富士通Japan ヘルスケア事業本部長の桑原裕哉氏は、「富士通は50年間にわたり、医療ITのトップベンダーとして事業を推進してきた。これらのナレッジを基盤としながら、テクノロジーによるイノベーションを創出し、待ったなしの医療業界の課題に取り組むことが、富士通の使命である。デジタル化によるデータ活用を通じて、さらなる価値提供を実現するHealthcare Transformationを推進する」と話す。
また、「これまでは、電子カルテシステムを提供し、診療現場の基幹を担ってきたが、それを進化させ、医療機関の業務変革につながるデジタルホスピタルサービスを立ち上げる。病院の事務業務や経営変革に向けた業務の最適化コンサルティングやセキュリティを含めて、価値を提供することで、医療機関全体のデジタル変革を、『面』で進めていくことになる。医療従事者のウェルビーイングの実現、ドラッグロスの削減、デジタルツインによる創薬シミュレーションの実現など、一人ひとりに対して、医療がスピーディに届くような世界を目指したい」とも述べた。

### データ抜粋:
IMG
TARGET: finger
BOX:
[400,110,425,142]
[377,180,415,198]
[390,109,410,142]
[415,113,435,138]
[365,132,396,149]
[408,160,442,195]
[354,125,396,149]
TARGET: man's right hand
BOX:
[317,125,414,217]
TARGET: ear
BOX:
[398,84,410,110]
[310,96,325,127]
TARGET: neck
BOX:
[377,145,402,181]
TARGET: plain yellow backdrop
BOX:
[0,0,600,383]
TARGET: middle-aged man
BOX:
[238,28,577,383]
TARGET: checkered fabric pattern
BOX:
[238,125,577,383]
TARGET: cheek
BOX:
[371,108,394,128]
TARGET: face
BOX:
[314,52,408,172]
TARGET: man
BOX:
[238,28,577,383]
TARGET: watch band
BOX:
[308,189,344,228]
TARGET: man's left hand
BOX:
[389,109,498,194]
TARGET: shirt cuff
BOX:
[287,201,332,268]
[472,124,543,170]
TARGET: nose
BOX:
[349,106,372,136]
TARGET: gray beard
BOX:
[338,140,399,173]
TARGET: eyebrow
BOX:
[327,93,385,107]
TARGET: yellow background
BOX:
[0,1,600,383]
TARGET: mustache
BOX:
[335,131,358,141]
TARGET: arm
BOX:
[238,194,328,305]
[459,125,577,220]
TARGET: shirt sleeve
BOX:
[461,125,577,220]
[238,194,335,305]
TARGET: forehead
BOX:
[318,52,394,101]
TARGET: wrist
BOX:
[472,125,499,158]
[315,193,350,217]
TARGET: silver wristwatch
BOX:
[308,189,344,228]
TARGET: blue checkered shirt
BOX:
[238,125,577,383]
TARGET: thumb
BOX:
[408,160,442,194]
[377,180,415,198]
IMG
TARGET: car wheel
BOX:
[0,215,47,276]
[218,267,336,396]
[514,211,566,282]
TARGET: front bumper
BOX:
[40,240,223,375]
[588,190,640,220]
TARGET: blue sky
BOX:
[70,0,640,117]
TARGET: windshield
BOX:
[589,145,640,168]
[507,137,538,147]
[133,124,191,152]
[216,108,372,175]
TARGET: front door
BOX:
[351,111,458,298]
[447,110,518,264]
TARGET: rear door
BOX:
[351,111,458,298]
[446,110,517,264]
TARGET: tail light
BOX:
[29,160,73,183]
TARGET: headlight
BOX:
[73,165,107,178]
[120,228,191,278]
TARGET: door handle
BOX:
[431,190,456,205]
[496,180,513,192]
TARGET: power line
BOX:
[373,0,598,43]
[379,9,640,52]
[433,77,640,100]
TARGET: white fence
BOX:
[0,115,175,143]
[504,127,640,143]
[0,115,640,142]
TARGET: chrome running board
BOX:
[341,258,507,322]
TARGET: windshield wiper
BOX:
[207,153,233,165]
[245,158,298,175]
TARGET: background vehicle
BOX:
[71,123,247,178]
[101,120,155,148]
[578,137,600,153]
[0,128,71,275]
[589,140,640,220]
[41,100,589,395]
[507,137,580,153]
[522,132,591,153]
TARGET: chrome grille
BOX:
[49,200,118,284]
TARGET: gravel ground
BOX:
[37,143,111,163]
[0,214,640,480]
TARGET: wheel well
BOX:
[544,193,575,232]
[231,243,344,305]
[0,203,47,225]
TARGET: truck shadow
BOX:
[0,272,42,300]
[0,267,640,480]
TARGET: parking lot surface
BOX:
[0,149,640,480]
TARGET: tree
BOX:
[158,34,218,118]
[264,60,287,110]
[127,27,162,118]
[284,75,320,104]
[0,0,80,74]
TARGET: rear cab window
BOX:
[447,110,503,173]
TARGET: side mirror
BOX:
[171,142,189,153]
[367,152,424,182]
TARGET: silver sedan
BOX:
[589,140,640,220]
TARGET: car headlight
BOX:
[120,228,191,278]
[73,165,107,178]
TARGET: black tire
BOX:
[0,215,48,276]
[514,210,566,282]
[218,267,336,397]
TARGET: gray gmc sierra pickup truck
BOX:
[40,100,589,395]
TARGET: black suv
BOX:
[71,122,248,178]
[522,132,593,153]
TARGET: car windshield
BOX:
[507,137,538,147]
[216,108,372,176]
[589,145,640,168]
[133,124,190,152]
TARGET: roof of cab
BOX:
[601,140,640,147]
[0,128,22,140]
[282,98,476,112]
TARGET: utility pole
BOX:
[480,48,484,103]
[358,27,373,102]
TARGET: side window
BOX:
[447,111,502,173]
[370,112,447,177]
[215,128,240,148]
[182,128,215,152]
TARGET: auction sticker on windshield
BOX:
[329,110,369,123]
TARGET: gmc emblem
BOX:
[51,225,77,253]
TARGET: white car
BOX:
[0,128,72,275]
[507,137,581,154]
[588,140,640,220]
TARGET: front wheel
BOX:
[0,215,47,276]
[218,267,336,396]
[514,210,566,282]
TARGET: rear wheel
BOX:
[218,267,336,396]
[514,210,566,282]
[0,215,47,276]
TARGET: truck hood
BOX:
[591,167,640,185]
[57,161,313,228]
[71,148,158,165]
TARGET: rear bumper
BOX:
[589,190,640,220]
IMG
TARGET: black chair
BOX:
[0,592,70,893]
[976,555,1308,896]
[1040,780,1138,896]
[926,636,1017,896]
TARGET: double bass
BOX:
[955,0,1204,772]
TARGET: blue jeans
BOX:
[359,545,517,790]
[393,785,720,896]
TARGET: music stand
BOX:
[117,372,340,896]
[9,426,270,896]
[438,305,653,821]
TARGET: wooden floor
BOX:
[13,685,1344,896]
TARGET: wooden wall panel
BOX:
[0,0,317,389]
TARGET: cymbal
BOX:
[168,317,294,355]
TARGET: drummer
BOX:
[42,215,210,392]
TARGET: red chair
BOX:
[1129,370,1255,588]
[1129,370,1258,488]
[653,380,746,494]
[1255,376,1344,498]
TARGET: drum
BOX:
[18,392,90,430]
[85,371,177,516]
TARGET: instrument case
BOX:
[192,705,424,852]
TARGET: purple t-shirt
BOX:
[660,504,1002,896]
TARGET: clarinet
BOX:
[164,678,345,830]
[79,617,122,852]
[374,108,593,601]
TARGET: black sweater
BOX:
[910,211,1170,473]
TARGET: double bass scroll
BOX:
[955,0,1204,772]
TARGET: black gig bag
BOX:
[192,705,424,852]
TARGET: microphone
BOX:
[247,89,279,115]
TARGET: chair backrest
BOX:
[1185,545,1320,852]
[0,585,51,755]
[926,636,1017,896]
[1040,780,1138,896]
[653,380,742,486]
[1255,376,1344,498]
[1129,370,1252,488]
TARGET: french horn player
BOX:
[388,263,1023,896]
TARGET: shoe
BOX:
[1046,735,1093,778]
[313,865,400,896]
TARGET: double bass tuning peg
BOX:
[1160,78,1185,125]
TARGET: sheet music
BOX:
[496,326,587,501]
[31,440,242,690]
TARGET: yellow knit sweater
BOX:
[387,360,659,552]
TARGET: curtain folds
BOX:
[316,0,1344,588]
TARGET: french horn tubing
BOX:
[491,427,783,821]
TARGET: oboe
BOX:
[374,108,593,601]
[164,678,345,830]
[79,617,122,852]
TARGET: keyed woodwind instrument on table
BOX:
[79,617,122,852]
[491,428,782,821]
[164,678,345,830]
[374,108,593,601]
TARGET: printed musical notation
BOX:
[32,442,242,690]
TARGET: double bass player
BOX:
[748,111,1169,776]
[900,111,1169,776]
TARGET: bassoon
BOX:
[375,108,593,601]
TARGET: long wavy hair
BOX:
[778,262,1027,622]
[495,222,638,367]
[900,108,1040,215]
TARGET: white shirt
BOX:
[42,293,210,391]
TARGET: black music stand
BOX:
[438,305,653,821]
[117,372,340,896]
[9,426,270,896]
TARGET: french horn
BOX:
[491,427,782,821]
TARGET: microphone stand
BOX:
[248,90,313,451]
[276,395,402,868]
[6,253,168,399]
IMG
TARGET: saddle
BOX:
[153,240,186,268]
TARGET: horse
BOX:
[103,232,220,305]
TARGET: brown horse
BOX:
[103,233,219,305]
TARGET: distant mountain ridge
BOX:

### 取り組む課題:
[a] 提示文から、「また、「これまでは、電子カル」から「界を目指したい」とも述べた。」までを、その両端の語句も含めて一字一句変えずに書き写しなさい。
[b] 提示文のうち、冒頭が「また、」である段落を、主な内容を保ったまま箇条書きに書き改めなさい。
エントリは提示文とは関係がない。

### 各課題の解答:
[a]
また、「これまでは、電子カルテシステムを提供し、診療現場の基幹を担ってきたが、それを進化させ、医療機関の業務変革につながるデジタルホスピタルサービスを立ち上げる。病院の事務業務や経営変革に向けた業務の最適化コンサルティングやセキュリティを含めて、価値を提供することで、医療機関全体のデジタル変革を、『面』で進めていくことになる。医療従事者のウェルビーイングの実現、ドラッグロスの削減、デジタルツインによる創薬シミュレーションの実現など、一人ひとりに対して、医療がスピーディに届くような世界を目指したい」とも述べた。

[b]
- これまでは電子カルテシステムを提供し、診療現場の基幹を担ってきた。
- それを進化させ、医療機関の業務変革につながるデジタルホスピタルサービスを立ち上げる。
- 病院の事務業務や経営変革に向けた業務の最適化コンサルティングやセキュリティも含めて価値を提供し、医療機関全体のデジタル変革を「面」で進める。
- 医療従事者のウェルビーイングの実現、ドラッグロスの削減、デジタルツインによる創薬シミュレーションの実現などにより、一人ひとりに医療がスピーディに届く世界を目指す。